*** READING TEXT Section Begins ***

For the empowered volunteer, he or she needs to channel the passion that is abundantly clear and visible in so many people who are living their dream job or finding their passion on weekends. Everyone should feel that passion, even if they are only able to do it for a short time with the intensity that is needed.
Passion forces you to fully focus on your task or objective.
For football fans that are watching at a stadium, passion is something that is obvious but very hard to measure. Legendary names in football such as the late Reggie White who helped the Green Bay Packers win a Super Bowl are thought of by football fans of all teams as passion personified. Reggie played with a young Bret Favre who went on to personify passion for the game after Reggie retired.
Reggie White had another passion, which was evangelism.
He carried that message of Jesus to every locker room he ever went into. So Reggie was passionate on many levels and he is still renowned for that very high level of passion that he brought to life. It is very hard to harness that amount of passion in one’s life. But volunteers would be well served to try.

*** READING TEXT Section Ends ***
*** EXCERPTED DATA Section Begins ***

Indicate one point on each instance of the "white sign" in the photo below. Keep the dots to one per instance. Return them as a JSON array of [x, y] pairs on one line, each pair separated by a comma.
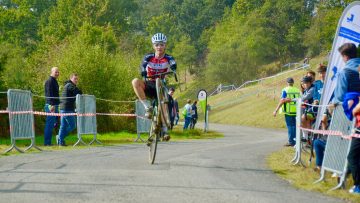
[[348, 31]]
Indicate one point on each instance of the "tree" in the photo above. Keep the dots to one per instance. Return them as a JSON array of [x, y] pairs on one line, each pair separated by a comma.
[[185, 55]]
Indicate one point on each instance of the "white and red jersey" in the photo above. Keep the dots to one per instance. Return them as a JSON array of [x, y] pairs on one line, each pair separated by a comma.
[[153, 65]]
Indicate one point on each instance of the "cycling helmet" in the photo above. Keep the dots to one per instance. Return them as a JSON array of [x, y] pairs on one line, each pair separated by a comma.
[[158, 37]]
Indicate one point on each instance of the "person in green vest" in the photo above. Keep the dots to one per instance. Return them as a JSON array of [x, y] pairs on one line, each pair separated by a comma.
[[288, 107]]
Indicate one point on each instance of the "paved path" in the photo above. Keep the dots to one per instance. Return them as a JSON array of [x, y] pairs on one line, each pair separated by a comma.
[[229, 169]]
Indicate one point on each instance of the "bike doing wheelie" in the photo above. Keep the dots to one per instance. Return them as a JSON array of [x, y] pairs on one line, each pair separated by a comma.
[[154, 68], [160, 116]]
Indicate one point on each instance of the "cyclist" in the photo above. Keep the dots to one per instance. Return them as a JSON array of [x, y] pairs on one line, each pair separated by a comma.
[[153, 64]]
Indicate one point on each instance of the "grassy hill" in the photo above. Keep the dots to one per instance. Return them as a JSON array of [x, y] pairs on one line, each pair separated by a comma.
[[254, 104]]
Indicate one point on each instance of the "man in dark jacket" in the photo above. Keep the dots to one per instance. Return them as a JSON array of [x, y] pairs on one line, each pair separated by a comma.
[[68, 123], [51, 104]]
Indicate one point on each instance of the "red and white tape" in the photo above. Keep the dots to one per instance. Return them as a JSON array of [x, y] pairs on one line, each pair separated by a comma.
[[331, 132]]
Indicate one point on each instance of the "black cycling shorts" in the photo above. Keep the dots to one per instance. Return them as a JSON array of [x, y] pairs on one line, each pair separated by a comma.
[[150, 89]]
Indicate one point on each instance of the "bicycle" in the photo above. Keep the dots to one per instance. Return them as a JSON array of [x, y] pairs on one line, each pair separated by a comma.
[[160, 115]]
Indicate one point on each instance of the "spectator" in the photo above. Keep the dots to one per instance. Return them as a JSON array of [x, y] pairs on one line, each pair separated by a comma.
[[176, 107], [320, 143], [354, 153], [311, 74], [187, 114], [319, 84], [171, 107], [194, 115], [289, 109], [348, 81], [68, 123], [52, 104]]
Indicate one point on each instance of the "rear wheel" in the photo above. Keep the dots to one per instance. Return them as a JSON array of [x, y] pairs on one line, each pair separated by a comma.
[[163, 100], [154, 135], [153, 139]]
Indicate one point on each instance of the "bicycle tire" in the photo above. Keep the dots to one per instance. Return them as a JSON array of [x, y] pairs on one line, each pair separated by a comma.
[[162, 98], [154, 135]]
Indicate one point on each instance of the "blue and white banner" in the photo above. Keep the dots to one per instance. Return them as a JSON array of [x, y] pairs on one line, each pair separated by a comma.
[[348, 30]]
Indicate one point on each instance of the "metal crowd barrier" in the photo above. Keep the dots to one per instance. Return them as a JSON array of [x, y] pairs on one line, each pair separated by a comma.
[[86, 125], [142, 124], [22, 122], [337, 148]]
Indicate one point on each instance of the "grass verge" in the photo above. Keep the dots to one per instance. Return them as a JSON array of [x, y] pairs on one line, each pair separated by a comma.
[[108, 139], [303, 178]]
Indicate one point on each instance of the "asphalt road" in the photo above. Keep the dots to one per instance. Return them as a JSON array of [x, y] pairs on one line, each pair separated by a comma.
[[229, 169]]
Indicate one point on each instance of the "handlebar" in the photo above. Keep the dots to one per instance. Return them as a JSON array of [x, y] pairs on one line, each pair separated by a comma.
[[162, 74]]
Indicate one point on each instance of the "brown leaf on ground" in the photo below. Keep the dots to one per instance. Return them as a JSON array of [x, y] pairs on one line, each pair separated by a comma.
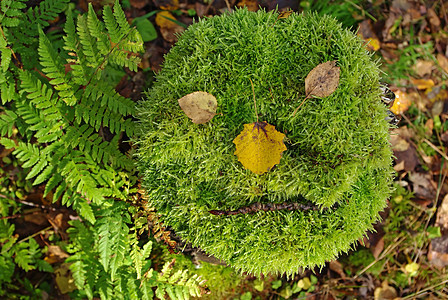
[[167, 4], [64, 279], [405, 154], [139, 4], [252, 5], [385, 292], [337, 267], [433, 19], [423, 84], [200, 107], [443, 62], [365, 31], [438, 249], [168, 28], [322, 80], [423, 185], [423, 67], [259, 147], [55, 254], [377, 248]]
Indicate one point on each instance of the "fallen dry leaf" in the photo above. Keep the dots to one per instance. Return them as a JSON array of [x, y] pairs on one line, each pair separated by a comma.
[[365, 31], [337, 267], [167, 4], [252, 5], [402, 103], [423, 185], [168, 28], [422, 84], [438, 249], [64, 279], [200, 107], [55, 254], [433, 19], [423, 67], [443, 62], [259, 147], [138, 3], [285, 14], [323, 80], [385, 292]]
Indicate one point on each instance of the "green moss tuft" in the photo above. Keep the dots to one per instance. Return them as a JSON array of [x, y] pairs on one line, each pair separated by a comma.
[[338, 153]]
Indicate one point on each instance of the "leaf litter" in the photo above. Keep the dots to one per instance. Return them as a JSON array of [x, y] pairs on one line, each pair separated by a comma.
[[321, 81], [259, 147], [200, 107]]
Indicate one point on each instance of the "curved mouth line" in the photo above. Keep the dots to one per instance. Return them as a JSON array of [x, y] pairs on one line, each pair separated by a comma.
[[255, 207]]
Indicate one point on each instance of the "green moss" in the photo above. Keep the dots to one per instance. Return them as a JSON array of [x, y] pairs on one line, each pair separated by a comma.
[[338, 153]]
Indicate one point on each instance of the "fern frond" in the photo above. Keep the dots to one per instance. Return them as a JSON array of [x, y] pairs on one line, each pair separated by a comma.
[[9, 11], [7, 120], [27, 153], [112, 26], [108, 96], [97, 30], [7, 87], [78, 171], [120, 17], [53, 66], [46, 128], [6, 54], [101, 151], [80, 72], [46, 11], [113, 238], [88, 42], [139, 255], [83, 208]]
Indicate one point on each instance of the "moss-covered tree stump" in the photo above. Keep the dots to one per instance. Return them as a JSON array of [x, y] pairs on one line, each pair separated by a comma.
[[337, 165]]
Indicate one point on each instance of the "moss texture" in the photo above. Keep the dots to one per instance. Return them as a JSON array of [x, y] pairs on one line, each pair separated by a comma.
[[338, 154]]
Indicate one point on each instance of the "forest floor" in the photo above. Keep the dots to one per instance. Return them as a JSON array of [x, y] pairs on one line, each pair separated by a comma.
[[407, 256]]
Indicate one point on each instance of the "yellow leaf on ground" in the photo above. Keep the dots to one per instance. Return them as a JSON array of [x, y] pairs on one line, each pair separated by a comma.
[[443, 62], [168, 28], [252, 5], [200, 107], [373, 44], [401, 103], [259, 147]]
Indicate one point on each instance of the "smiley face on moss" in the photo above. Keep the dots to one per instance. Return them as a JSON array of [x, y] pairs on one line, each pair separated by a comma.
[[338, 159]]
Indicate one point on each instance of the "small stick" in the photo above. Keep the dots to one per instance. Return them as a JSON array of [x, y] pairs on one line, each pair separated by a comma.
[[255, 103]]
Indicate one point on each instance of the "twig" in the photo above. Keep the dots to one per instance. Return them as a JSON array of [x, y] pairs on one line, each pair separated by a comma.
[[435, 148], [413, 296], [255, 103]]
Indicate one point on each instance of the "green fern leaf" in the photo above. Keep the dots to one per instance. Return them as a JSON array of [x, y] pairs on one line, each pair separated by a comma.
[[46, 11], [7, 87], [44, 175], [146, 290], [97, 30], [53, 66], [6, 54], [84, 209], [53, 182], [9, 10], [7, 120], [7, 143], [41, 164], [88, 42], [112, 26]]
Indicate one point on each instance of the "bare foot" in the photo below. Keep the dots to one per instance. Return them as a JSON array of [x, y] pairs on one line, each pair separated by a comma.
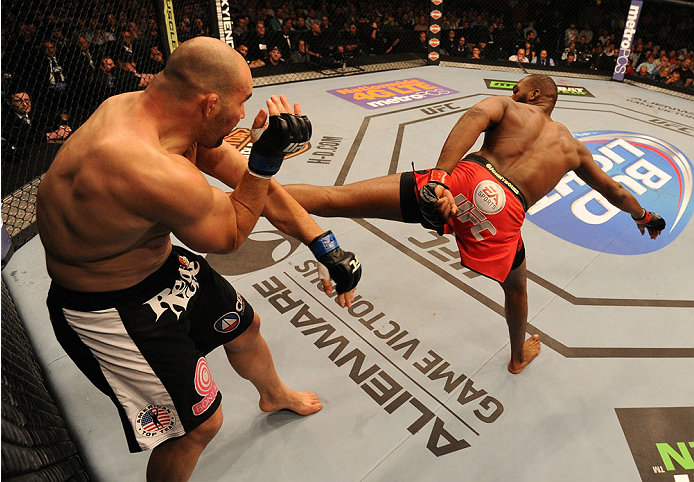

*** EXCERPTED DATA Section Ends ***

■ **PROBLEMS TO WORK ON**:
A. In the passage on passion, which team did Reggie White help win a Super Bowl?
B. Set down the portion of the passage on passion starting at "Passion forces you" and ending at "which was evangelism.", word for word.

■ **RESPONSES IN ORDER**:
A. The Green Bay Packers.

B.
Passion forces you to fully focus on your task or objective.
For football fans that are watching at a stadium, passion is something that is obvious but very hard to measure. Legendary names in football such as the late Reggie White who helped the Green Bay Packers win a Super Bowl are thought of by football fans of all teams as passion personified. Reggie played with a young Bret Favre who went on to personify passion for the game after Reggie retired.
Reggie White had another passion, which was evangelism.